WORK ORDER
Each entry in the listing must be set down again word for word.
━━━━
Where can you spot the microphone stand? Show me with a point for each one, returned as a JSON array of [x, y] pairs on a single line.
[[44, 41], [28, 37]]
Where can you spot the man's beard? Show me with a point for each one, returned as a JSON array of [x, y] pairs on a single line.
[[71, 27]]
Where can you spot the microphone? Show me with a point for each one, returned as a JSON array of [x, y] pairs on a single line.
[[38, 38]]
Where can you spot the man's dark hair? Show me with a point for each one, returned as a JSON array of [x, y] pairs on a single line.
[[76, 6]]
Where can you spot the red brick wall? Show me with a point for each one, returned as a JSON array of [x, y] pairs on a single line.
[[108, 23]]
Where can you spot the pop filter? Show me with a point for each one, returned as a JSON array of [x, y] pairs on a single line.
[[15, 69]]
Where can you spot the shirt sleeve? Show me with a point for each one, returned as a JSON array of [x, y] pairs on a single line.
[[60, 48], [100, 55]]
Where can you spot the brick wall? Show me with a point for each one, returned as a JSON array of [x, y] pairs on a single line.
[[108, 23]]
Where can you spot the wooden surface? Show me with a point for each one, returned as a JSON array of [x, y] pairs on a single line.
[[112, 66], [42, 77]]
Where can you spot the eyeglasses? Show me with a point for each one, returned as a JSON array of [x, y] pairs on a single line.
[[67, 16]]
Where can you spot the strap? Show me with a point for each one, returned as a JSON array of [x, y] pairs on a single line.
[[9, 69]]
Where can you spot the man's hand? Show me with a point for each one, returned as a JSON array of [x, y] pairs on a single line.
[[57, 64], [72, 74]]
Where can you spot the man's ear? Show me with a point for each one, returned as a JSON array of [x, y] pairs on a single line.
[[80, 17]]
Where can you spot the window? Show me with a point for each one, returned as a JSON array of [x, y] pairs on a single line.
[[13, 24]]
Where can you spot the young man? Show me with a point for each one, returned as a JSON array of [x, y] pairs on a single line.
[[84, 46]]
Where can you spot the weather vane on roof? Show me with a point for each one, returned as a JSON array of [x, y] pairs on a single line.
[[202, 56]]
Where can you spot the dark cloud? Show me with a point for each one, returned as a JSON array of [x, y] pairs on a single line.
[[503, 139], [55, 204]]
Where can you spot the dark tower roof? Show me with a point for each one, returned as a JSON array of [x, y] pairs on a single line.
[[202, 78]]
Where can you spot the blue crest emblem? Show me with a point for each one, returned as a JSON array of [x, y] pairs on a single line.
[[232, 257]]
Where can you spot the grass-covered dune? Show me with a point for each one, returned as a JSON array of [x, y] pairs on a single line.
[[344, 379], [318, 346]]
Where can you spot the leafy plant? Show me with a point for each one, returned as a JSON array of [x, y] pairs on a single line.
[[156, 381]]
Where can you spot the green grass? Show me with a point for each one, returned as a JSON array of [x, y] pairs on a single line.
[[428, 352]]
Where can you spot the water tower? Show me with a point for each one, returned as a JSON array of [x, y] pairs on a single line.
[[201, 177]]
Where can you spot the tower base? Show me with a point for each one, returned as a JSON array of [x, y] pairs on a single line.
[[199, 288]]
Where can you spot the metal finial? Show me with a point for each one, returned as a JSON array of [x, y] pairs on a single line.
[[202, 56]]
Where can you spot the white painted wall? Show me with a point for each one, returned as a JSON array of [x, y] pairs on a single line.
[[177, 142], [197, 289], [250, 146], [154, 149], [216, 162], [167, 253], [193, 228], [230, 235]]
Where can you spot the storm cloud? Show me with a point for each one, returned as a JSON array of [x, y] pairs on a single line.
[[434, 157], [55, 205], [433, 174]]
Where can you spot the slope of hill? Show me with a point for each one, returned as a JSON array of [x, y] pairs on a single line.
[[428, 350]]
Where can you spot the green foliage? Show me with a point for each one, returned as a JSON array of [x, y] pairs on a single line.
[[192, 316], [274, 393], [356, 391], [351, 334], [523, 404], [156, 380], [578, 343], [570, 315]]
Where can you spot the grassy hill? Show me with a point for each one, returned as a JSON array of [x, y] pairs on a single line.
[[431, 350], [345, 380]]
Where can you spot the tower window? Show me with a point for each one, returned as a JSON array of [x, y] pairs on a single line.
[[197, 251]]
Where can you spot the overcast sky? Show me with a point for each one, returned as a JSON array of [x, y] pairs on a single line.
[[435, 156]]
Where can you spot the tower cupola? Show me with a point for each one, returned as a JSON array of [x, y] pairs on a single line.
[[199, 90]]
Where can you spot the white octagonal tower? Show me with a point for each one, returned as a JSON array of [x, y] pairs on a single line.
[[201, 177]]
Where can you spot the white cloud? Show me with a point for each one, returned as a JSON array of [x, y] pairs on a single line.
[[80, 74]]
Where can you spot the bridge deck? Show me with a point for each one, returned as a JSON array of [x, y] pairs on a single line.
━━━━
RESULT OF THE TASK
Where can you spot the microphone stand? Show me with a point for each one, returned as a JSON array of [x, y] pairs on a single line.
[[44, 41], [28, 37]]
Where can you spot the man's beard? Show me with a point for each one, returned as a JSON array of [x, y] pairs on a single line.
[[71, 27]]
Where can you spot the microphone? Show me with a point for each one, returned as a JSON array of [x, y] pairs on a single line.
[[38, 38]]
Where can you spot the man's dark hair? Show me with a point for each one, returned as a JSON array of [x, y] pairs on a single line.
[[76, 6]]
Where can you spot the red brick wall? Show me with a point for each one, returned as a JSON array of [x, y] pairs on a single line.
[[108, 23]]
Where can you spot the pop filter? Show me with a point for each one, returned as a JSON array of [x, y] pairs on a single line.
[[15, 69]]
Where can you spot the shirt sleeve? Show me with a point for each one, returned as a JSON array of [x, y] pairs on a single line.
[[60, 48], [100, 55]]
Where can you spot the brick wall? Show me with a point for each one, returned as a JSON array of [x, y] pairs on a single line.
[[108, 23]]
Where can you spot the wooden surface? Show me with a point for each one, returned as a JSON array of [x, y] pairs on a single line.
[[112, 66], [42, 77]]
Where can you spot the eyeglasses? Show me with a point for each one, returned as a JSON array of [x, y] pairs on a single line.
[[67, 16]]
Where can you spot the strap? Show me with a point for each one, returned as a JSON array of [x, y] pairs on a single line.
[[9, 69]]
Where can you spot the man's hand? Show me with a point for each one, returned as a JSON array of [x, y] pairs on a single line.
[[57, 64], [72, 74]]
Where can you spot the man's ear? Show me with a point for each one, returned as a JSON array of [x, y] pairs on a single line.
[[80, 17]]
Where can you spot the window? Show me with a point for each one, returned as a JSON array of [x, y] pairs on a single line.
[[13, 24]]
Where can you spot the young man? Show me with a point for each one, returned as a JSON array of [x, y] pairs on a single line.
[[84, 46]]
Where can you spot the weather vane on roof? Show me with a point for each one, returned as a JSON array of [x, y] pairs on a single line.
[[202, 56]]
Where can you spot the dark cloud? Show me with a point for each one, returned as a JSON array of [x, y] pairs on a single line.
[[503, 139], [55, 204]]
Where can you spot the dark tower roof? Show me with a point for each one, returned as a JSON array of [x, y] pairs on a single line.
[[202, 78]]
Where can you spot the blue crest emblem? Show me with a point for each one, returned as a JSON array of [x, y] pairs on a single line.
[[232, 257]]
Where can you spot the grass-covered dune? Show me with a point for each one, returned as a JSON array of [x, y] pairs on a single line.
[[344, 379], [318, 346]]
Where can you spot the leafy plant? Show me with a point for each one, returned as a JSON array of [x, y] pairs on a single line.
[[156, 381]]
Where can you spot the green grass? Show me with a point for each one, returned as a JSON array of [x, y] pairs on a single line.
[[428, 352]]
Where can you spot the water tower? Show me with a point for each one, returned as a JSON array of [x, y] pairs on a single line.
[[201, 177]]
Where can you spot the tower base? Show me with a point for each one, returned as a JSON array of [x, y] pairs on a single line.
[[199, 288]]
Where can you spot the metal finial? Show me with a point for each one, returned as a JSON array of [x, y] pairs on a single line.
[[202, 56]]
Where can you spot the white painted wall? Show me with a point for each one, returned as a JSON array of [x, y] pairs on a single line.
[[177, 142], [197, 289], [250, 146], [154, 149], [216, 162], [167, 253], [193, 228], [230, 235]]
Where can you spot the storm cloud? Show me with a point for each one, returned as a JSON array of [x, y] pairs on a single line.
[[434, 157], [55, 205], [433, 174]]
Where can you spot the slope of hill? Show me with a point for each one, returned as a JSON array of [x, y] pairs on a single line.
[[428, 350]]
Where can you spot the green foliage? Show me with a point for each one, returned as a JSON array of [x, y] pairs on a single line.
[[192, 316], [274, 393], [356, 391], [351, 334], [523, 404], [156, 380], [578, 343], [570, 315]]
Where can you spot the grassy hill? Show me with a point for each one, returned as a JSON array of [x, y] pairs on a single line.
[[431, 350], [345, 380]]
Where can you spot the tower window? Show me with a point for each one, returned as a JSON array of [x, y] pairs on a single line.
[[197, 251]]
Where can you spot the overcast sky? Show me with a point for each one, returned as a JSON array of [x, y] pairs on a single line.
[[435, 156]]
Where can you spot the tower cupola? Show me with a point for each one, returned as a JSON array of [x, y] pairs on a single line.
[[199, 90]]
Where can you spot the white octagonal tower? Show me with a point for each one, returned as a JSON array of [x, y] pairs on a single line.
[[201, 177]]
Where can you spot the white cloud? Show me with a point for each one, returned as a JSON array of [x, y] pairs on a single line.
[[80, 74]]
Where can you spot the bridge deck? Show me with a point for each one, returned as a JSON array of [x, y] pairs on a single line.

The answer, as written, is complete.